··· Ausgewählter Auszug ···
Erstattungsanspruch Fluggast bei geringwertiger Ersatzbeförderung
(Symbolfoto: Von Matej Kastelic/Shutterstock.com)

Die Kläger tragen im Wesentlichen vor, die geltend gemachten zusätzlichen Kosten seien entstanden. Sie glauben, dass eine Anrechnung auf die Ausgleichszahlung nicht zu erfolgen habe. Nachdem diese ursprünglich beantragt hatten,

1. Die Beklagte wird verurteilt, an den Kläger 902,30 € zzgl. Zinsen in Höhe von 5 Prozentpunkten über dem jeweiligen Basiszinssatz seit dem 31.08.2018 zu zahlen.

2. Die Beklagte wird darüber hinaus verurteilt, an den Kläger vorgerichtliche Rechtsanwaltskosten in Höhe von 201,70 € zu zahlen.
···
**Ziel der Aufgabe:**
Schreib den Auszug über die Kostenerstattung für Fluggäste nach seinem letzten Satz weiter.
··· Vorgegebene Daten ···
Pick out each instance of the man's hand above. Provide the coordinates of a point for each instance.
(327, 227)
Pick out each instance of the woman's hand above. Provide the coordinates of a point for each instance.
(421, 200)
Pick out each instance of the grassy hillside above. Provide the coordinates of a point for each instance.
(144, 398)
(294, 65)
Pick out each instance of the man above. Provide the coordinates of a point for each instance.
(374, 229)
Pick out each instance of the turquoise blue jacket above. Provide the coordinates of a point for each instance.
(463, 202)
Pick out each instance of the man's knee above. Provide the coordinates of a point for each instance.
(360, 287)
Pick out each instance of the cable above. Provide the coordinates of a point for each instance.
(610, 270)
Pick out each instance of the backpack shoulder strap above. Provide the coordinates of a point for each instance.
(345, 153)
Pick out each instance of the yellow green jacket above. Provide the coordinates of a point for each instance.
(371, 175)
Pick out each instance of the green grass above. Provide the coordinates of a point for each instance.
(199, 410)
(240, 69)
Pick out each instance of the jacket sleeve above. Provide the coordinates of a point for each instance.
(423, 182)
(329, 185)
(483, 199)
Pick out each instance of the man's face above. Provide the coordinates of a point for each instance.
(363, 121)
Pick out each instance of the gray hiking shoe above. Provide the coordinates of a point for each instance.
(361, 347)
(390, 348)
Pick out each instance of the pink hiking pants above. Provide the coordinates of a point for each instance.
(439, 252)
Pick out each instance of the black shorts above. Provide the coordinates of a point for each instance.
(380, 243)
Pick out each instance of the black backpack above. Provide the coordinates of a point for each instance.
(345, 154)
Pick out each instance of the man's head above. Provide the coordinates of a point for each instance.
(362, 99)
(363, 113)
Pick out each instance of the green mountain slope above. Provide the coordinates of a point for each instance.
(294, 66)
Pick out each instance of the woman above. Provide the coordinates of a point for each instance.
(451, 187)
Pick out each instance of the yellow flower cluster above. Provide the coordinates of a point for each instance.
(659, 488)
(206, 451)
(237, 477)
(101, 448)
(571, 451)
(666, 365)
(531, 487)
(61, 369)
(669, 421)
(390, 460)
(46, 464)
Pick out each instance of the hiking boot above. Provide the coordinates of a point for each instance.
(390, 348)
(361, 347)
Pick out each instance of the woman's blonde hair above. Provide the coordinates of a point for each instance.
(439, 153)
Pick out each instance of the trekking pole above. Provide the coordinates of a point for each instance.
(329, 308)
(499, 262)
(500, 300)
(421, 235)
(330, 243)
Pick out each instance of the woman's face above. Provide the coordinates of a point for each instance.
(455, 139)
···
**Lösung:**
Ist unter dem 23.05.2019 antragsgemäß Versäumnisurteil gegen die Beklagte ergangen. Hiergegen hat diese Fristgerecht unter dem 14.06.2019 Einspruch eingelegt.

Der Kläger beantragt zuletzt, das Versäumnisurteil aufrechtzuerhalten.

Die Beklagte beantragt, das Versäumnisurteil aufzuheben und die Klage abzuweisen.

Bezüglich der weiteren Einzelheiten des Sach- und Streitstandes wird auf die zwischen den Parteien gewechselten Schriftsätze nebst Anlagen und sonstigen Aktenbestandteilen Bezug genommen.

Entscheidungsgründe

Die zulässige Klage ist lediglich im tenorierten Umfang begründet, im Übrigen ist diese unbegründet, so dass das Versäumnisurteil auf den zulässigen Einspruch hin teilweise aufzuheben war.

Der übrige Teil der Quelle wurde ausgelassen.